> [REQUIREMENTS]:
(A) List every personal title mentioned in the passage on personal titles.
(B) Copy the rows word for word, from the line containing "Objective — for every instance of the man in" through the last line of the rows.

> [SOURCE]:
-- start --
Society is a teaspoon more accepting than it has been in the past, but the manner in which we speak tends to clutch more tightly to tradition. Mr. and Mrs., followed by a shared last name, is used to acknowledge a married couple. However, we address our female unmarried first grade teacher as Miss, but our unmarried male teacher still as Mr.

This strange double-standard creates a special system of immediately assigning women as taken or single instead of as a person. Typically, personal titles are employed when speaking to someone deserving of respect. Be it a mentor, a superior or a teacher, using a title should demonstrate respect, not a recognition of their relationship status — that’s why we have Facebook.
-- end --
> [RECORDS TO PROCESS]:
-- start --
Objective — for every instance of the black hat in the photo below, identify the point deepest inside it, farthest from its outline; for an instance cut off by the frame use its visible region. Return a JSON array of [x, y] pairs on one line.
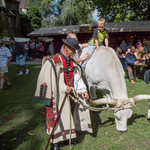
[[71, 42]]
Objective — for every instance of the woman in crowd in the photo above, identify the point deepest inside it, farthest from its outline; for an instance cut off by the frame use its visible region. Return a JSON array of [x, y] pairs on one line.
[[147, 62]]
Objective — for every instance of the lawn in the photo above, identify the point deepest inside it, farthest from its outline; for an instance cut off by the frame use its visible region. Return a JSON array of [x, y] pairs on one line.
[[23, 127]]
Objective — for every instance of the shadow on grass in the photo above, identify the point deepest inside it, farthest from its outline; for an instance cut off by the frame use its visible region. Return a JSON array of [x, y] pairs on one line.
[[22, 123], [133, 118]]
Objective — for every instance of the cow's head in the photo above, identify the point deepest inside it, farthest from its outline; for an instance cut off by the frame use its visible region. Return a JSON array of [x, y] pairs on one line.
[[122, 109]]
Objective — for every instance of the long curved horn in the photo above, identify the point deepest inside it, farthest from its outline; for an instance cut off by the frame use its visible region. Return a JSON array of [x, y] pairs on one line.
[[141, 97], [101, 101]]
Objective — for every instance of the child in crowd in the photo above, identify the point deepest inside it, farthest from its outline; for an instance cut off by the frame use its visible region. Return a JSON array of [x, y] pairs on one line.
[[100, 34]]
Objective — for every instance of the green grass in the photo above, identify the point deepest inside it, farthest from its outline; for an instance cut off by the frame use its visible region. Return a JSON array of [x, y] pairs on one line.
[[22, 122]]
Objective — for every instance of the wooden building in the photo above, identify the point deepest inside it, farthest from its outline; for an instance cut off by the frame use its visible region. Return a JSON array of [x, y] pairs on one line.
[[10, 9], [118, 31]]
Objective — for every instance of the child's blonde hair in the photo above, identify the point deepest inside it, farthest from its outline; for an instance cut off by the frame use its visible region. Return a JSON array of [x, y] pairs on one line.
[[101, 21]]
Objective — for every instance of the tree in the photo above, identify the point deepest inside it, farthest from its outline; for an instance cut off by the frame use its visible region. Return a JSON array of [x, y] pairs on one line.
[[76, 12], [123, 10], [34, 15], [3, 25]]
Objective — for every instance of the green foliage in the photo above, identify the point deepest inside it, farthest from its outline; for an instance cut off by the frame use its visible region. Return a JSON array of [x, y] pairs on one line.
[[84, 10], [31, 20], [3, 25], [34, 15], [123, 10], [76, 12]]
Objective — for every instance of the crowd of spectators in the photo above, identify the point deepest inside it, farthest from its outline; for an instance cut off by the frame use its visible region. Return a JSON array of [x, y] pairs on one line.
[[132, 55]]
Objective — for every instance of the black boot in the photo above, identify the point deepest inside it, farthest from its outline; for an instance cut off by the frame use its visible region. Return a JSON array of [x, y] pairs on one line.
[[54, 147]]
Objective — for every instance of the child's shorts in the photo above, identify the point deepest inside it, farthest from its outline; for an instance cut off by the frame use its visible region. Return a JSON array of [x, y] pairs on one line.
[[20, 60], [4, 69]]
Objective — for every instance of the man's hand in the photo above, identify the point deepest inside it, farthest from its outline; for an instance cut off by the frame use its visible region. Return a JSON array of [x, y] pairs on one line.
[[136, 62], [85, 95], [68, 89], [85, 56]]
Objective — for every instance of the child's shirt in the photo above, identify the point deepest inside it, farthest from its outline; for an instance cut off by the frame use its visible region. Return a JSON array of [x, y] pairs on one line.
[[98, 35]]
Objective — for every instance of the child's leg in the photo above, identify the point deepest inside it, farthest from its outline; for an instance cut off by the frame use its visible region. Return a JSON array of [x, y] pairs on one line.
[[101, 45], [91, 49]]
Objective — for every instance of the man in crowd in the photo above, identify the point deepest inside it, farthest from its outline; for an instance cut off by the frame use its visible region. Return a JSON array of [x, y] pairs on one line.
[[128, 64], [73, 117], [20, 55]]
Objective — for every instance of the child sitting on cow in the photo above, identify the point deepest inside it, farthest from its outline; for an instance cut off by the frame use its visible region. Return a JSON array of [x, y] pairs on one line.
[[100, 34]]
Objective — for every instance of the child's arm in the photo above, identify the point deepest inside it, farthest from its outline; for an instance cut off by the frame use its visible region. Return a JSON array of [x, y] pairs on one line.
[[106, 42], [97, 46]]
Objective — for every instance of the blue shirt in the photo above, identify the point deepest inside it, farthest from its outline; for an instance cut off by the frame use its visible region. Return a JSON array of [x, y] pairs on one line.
-- end --
> [SOLUTIONS IN ORDER]:
(A) Mr., Mrs., Miss

(B)
Objective — for every instance of the man in crowd in the photo above, identify the point deepest inside it, farthest from its outline; for an instance cut off by the frame use its visible region. Return a JSON array of [x, y] pairs on one line.
[[128, 64], [73, 117], [20, 55]]
Objective — for every instance of the child sitting on cow in the photo above, identify the point deepest inside it, farthest from its outline; for an instance cut off by the frame use its visible region. Return a JSON array of [x, y] pairs on one line.
[[100, 34]]
Objective — for every instance of the child's arm in the photo above, identify the point deepest inside it, farthest from its outline; for an instance cut off by the frame use its visible region. Return a JSON array of [x, y] pairs on one line.
[[106, 42], [97, 46]]
Objective — for every instance of the blue shirt in the photo above, identify the point deepest inside it, farthest from its outline; for an instance cut off by the frame use its visible region. Return a JSON array of [x, y] pairs on one line.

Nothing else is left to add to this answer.